*AIM OF THE TASK:*
Every record needs to be restated word for word.

STORED DATA below:

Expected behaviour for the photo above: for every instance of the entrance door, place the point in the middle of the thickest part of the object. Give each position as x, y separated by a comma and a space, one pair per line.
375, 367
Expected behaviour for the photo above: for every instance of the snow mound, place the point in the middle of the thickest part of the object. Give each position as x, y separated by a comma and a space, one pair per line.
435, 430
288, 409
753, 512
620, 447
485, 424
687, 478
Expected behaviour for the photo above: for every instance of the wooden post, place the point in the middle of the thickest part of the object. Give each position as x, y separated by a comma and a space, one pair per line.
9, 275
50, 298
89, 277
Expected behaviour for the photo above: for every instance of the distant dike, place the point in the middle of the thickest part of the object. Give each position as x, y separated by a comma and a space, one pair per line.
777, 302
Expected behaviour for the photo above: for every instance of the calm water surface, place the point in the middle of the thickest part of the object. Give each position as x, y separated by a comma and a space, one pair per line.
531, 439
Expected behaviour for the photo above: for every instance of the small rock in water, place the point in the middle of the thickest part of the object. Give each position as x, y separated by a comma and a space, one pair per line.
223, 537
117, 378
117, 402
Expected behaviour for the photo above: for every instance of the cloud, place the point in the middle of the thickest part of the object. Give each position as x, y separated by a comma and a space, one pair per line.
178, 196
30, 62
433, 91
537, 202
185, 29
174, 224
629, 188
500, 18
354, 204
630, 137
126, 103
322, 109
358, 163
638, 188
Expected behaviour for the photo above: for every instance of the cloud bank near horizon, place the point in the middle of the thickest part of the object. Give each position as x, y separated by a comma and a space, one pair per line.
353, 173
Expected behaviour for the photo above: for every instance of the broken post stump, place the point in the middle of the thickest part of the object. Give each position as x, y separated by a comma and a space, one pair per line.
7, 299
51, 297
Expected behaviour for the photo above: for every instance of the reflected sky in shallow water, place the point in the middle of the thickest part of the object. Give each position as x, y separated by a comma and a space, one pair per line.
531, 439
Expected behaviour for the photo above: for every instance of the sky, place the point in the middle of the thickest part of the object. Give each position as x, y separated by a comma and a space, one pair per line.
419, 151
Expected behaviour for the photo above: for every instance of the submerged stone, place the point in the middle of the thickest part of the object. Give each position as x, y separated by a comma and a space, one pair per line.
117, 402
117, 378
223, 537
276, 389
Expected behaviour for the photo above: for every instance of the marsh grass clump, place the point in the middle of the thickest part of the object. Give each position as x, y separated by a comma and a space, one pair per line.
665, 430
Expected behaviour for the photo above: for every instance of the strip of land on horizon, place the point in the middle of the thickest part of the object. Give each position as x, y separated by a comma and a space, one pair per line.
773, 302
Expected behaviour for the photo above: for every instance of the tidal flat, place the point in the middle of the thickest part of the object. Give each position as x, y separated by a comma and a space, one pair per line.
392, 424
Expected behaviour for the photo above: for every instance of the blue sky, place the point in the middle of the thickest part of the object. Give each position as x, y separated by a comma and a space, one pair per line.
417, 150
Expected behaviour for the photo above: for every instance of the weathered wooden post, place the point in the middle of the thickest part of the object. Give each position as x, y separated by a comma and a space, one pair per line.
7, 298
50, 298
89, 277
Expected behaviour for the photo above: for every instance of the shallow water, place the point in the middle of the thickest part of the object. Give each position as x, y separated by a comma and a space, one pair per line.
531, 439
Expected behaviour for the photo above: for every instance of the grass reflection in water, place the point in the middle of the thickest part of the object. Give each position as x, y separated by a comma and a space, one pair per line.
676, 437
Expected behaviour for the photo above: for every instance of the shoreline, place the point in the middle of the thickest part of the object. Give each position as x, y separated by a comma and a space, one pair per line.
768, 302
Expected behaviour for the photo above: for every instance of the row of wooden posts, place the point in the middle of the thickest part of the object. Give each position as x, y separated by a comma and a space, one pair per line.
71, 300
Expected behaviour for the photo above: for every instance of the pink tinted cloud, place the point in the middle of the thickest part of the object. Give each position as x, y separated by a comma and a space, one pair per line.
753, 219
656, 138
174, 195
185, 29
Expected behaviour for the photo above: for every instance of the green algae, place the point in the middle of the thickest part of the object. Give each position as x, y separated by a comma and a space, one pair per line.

End of STORED DATA.

*ANSWER AREA:*
Expected behaviour for the photo above: for every instance of the entrance door, place the point in the middle of the thickest part of the object. Give each position as x, y separated by a comma and a space, one pair per line.
375, 367
Expected behaviour for the photo above: for every instance of the snow mound, place the point in the middle of the thickest part of the object. Give each position as x, y separated by a comma and a space, one pair per line.
435, 430
288, 409
753, 512
620, 447
485, 424
687, 478
Expected behaviour for the photo above: for every instance of the wooden post, place the point in the middle of the thickest part of the object. Give each position as x, y separated by a comma and a space, one pair per line.
9, 275
50, 298
89, 277
Expected behaviour for the photo above: for every instance of the distant dike, place the point in the middle of the thickest part of the object. Give each position as x, y separated by a comma and a space, one pair per line.
777, 302
Expected behaviour for the photo above: for every instance of the calm water surface, place the point in the middle of the thickest part of the object. Give each position as x, y separated by a comma and a space, one pair per line.
531, 439
Expected behaviour for the photo above: for every instance of the small rock in water, place the point in the middle of the thickest part of the object. Give each position as x, y separated by a comma and a space, one pair per line.
223, 537
117, 378
117, 402
Expected behaviour for the photo above: for every instance of the cloud, place the point in the middle of the thickest part of the object. Give each position as x, y separated by a comma and a space, one pair per line.
178, 196
30, 62
433, 91
537, 202
185, 29
174, 224
629, 188
500, 18
354, 204
630, 137
126, 103
322, 109
358, 163
638, 188
Expected behaviour for the photo above: for every instance of the cloud bank near horizon, place the point in the middle of the thickest part of the object. Give each position as x, y separated by a comma and a space, one pair per line.
353, 173
Expected behaviour for the photo above: for every instance of the broken post stump, place the point in the middle of the thickest part of the object. Give each position as x, y separated by a comma and a space, one pair per line.
7, 299
51, 297
Expected behaviour for the photo above: for every instance of the reflected sky in shallow water, place the point in the middle of the thickest part of the object. Give each position as x, y separated by a comma and a space, one pair per line.
531, 439
Expected behaviour for the photo above: for every instance of the sky, place the point in the middle of the thickest part of the object. Give each position as x, y separated by a comma and a space, one pair per line.
419, 151
Expected behaviour for the photo above: for every instance of the submerged stone, place the point in the middle of the thickest part of the object. Give each position as x, y separated by a comma and a space, one pair per line.
117, 402
117, 378
223, 537
276, 389
Expected behaviour for the photo above: for every instance of the marsh grass clump, place the point in the middle of the thickest part of the object. Give each position as x, y separated by a comma and a space, one pair per line.
665, 430
Expected behaviour for the photo above: for every instance of the strip of land on horizon, place the point in the middle of the thickest part of the object. Give each position as x, y separated by a comma and a space, one pair per line.
773, 302
Expected behaviour for the photo above: for every instance of the tidal flat, place the point in the middle of the thickest part of the object. Give each position as x, y separated by a comma and a space, one pair per line.
392, 424
Expected behaviour for the photo above: for every instance of the blue sky, place the point in the middle of the thickest part of the object. Give each position as x, y separated by a comma and a space, one pair per line.
417, 150
Expected behaviour for the photo above: for every instance of the weathered wooden post, place the point in the middle of the thickest part of the object. Give each position as x, y separated by a comma and a space, one pair per line.
7, 298
50, 298
89, 277
Expected behaviour for the photo above: for every instance of the shallow water, place the point in the middle of the thickest part of the object. Give each position as x, y separated by a comma and a space, one pair per line.
531, 439
Expected behaviour for the photo above: for every instance of the grass reflection in water, place the point in the middle of the thickest part of the object. Give each position as x, y separated by a comma and a space, one pair per line.
676, 437
Expected behaviour for the photo above: for every instance of the shoreline, place the point in the middle of the thickest part of the object. Give each position as x, y separated by a comma and a space, one pair per line.
768, 302
Expected behaviour for the photo above: for every instance of the row of wooden posts, place the point in the middle of the thickest part of the object. Give each position as x, y separated by a comma and a space, one pair per line.
71, 300
Expected behaviour for the photo above: for every instance of the pink tinted cloud, place the point in the middle of the thickest part of the object. Give each position as x, y separated by a comma and a space, one pair per line.
753, 219
656, 138
174, 195
185, 29
Expected behaviour for the photo above: for every instance of the green algae, place the point in the middle of the thickest part of the object. Give each position as x, y separated by a comma and a space, one pair per line.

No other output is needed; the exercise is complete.